Start of Source text

The Decade of Landcare is a program worthy of note because of its extent, its bottom-up approach and its immense and growing success. It is a community-level program coordinated and funded by the federal government. It brings together the range of regional and local interests to address various aspects of land management from soil erosion to tree planting to pest control and catchment management. Funding is provided to local groups through a competitive grant scheme for projects which fall within the guidelines. The small cell social structure that has developed through Landcare across Australia has important spin-offs for integrating new initiatives which further augments the community power base.

The fund (a total of $105 million in 1993-94) is distributed among a number of programs within which aspects of non-indigenous species management could be funded: $14 million for community Landcare activities; $12 million for land management and sustainable agriculture projects; $10 million for catchment management projects; $2.3 million for "Save the Bush" program; $4.3 million for the "One Billion Trees" program.

End of Source text
Start of Material provided

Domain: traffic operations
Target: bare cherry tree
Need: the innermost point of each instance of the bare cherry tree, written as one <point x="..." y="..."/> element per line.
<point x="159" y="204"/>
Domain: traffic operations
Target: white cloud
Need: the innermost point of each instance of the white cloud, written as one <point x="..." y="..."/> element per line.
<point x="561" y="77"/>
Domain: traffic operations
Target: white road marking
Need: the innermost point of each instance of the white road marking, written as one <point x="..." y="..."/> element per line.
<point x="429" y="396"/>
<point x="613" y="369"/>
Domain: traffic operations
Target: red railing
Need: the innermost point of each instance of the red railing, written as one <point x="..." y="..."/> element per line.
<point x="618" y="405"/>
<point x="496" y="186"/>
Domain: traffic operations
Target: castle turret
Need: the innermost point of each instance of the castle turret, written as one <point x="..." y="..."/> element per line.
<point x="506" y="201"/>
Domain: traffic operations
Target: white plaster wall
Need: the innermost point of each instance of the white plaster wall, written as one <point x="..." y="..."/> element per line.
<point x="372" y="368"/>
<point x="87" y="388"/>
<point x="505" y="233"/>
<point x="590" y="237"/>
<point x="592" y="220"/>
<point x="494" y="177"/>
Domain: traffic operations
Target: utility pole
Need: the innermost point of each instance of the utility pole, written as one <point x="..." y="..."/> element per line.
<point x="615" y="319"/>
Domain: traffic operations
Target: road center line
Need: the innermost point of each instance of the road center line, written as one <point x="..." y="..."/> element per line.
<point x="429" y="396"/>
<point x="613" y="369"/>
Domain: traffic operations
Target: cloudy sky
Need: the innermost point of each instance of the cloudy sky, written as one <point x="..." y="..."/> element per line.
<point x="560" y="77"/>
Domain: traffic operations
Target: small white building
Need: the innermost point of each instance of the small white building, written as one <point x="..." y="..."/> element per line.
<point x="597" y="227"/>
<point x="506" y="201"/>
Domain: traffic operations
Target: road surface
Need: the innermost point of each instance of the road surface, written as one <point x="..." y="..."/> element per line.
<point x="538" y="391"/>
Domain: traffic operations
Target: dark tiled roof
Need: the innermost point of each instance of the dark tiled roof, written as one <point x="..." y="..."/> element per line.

End of Material provided

◆ Task requirements: Reproduce the passage on the Decade of Landcare word for word, between "The Decade of" and "community power base.", inclusive.

◆ The answer:
The Decade of Landcare is a program worthy of note because of its extent, its bottom-up approach and its immense and growing success. It is a community-level program coordinated and funded by the federal government. It brings together the range of regional and local interests to address various aspects of land management from soil erosion to tree planting to pest control and catchment management. Funding is provided to local groups through a competitive grant scheme for projects which fall within the guidelines. The small cell social structure that has developed through Landcare across Australia has important spin-offs for integrating new initiatives which further augments the community power base.